**** Recorded information ****

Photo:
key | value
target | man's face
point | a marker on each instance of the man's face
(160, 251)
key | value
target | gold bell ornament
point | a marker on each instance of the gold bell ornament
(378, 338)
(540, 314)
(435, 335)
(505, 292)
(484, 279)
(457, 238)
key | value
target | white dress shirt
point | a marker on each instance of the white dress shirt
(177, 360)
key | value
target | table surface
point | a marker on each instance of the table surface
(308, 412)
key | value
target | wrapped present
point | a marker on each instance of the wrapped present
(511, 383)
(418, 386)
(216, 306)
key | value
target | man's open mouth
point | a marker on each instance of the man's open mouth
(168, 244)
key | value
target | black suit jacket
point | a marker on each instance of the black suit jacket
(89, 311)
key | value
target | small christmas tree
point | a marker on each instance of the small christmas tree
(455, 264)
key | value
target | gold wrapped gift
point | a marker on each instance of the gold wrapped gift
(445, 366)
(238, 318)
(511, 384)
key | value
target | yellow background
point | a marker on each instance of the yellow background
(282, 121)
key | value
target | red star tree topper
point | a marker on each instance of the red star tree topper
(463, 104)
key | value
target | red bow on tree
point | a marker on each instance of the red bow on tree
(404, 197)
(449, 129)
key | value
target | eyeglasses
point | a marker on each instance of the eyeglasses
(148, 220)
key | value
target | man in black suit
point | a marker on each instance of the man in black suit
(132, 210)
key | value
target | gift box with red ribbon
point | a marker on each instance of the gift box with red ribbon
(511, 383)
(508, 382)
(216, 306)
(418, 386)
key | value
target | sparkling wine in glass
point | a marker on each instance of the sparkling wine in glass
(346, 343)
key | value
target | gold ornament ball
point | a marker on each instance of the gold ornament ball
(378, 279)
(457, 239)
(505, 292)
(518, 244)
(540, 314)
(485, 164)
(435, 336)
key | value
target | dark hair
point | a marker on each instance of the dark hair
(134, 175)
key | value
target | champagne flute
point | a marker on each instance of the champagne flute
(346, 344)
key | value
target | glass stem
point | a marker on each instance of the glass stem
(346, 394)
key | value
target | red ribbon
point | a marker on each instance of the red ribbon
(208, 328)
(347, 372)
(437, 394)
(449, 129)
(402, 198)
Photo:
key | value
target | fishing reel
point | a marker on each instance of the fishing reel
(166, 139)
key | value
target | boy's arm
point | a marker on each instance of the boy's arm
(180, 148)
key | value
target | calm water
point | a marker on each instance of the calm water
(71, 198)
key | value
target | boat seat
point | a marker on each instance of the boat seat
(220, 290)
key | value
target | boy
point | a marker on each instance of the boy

****

Direction: Reproduce all of the records exactly.

Correct response:
Photo:
key | value
target | man's face
point | a marker on each instance of the man's face
(160, 251)
key | value
target | gold bell ornament
point | a marker on each instance of the gold bell ornament
(378, 338)
(540, 314)
(435, 335)
(505, 292)
(484, 279)
(457, 238)
key | value
target | white dress shirt
point | a marker on each instance of the white dress shirt
(177, 360)
key | value
target | table surface
point | a marker on each instance of the table surface
(308, 412)
key | value
target | wrapped present
point | a marker on each instance of the wrapped present
(511, 383)
(418, 386)
(216, 306)
key | value
target | man's open mouth
point | a marker on each instance of the man's open mouth
(168, 244)
key | value
target | black suit jacket
point | a marker on each instance of the black suit jacket
(89, 311)
key | value
target | small christmas tree
point | a marker on each instance of the small christmas tree
(455, 264)
key | value
target | gold wrapped gift
point | a marker on each instance of the gold wrapped gift
(445, 366)
(238, 318)
(511, 384)
key | value
target | yellow background
point | a marker on each instance of the yellow background
(282, 121)
key | value
target | red star tree topper
point | a marker on each instance of the red star tree topper
(463, 104)
key | value
target | red bow on tree
point | a marker on each instance of the red bow on tree
(404, 197)
(449, 129)
key | value
target | eyeglasses
point | a marker on each instance of the eyeglasses
(148, 220)
key | value
target | man in black suit
point | a marker on each instance of the man in black suit
(132, 210)
key | value
target | gift box with red ribbon
point | a marker on each instance of the gift box with red ribbon
(511, 383)
(508, 382)
(216, 306)
(418, 386)
key | value
target | sparkling wine in glass
point | a marker on each instance of the sparkling wine in glass
(346, 343)
key | value
target | gold ornament ball
point | a marker on each instance of the gold ornament ball
(378, 279)
(457, 239)
(505, 292)
(518, 244)
(540, 314)
(485, 164)
(435, 336)
key | value
target | dark hair
point | a marker on each instance of the dark hair
(134, 175)
key | value
target | champagne flute
point | a marker on each instance of the champagne flute
(346, 344)
key | value
target | glass stem
point | a marker on each instance of the glass stem
(346, 394)
key | value
target | red ribbon
point | a marker on each instance of the red ribbon
(208, 328)
(347, 372)
(437, 394)
(449, 129)
(402, 198)
Photo:
key | value
target | fishing reel
point | a marker on each instance of the fishing reel
(166, 139)
key | value
target | boy's arm
point | a marker on each instance of the boy's arm
(180, 148)
key | value
target | calm water
point | a marker on each instance of the calm water
(71, 198)
key | value
target | boat seat
point | a marker on each instance of the boat seat
(220, 290)
key | value
target | boy
point | a marker on each instance of the boy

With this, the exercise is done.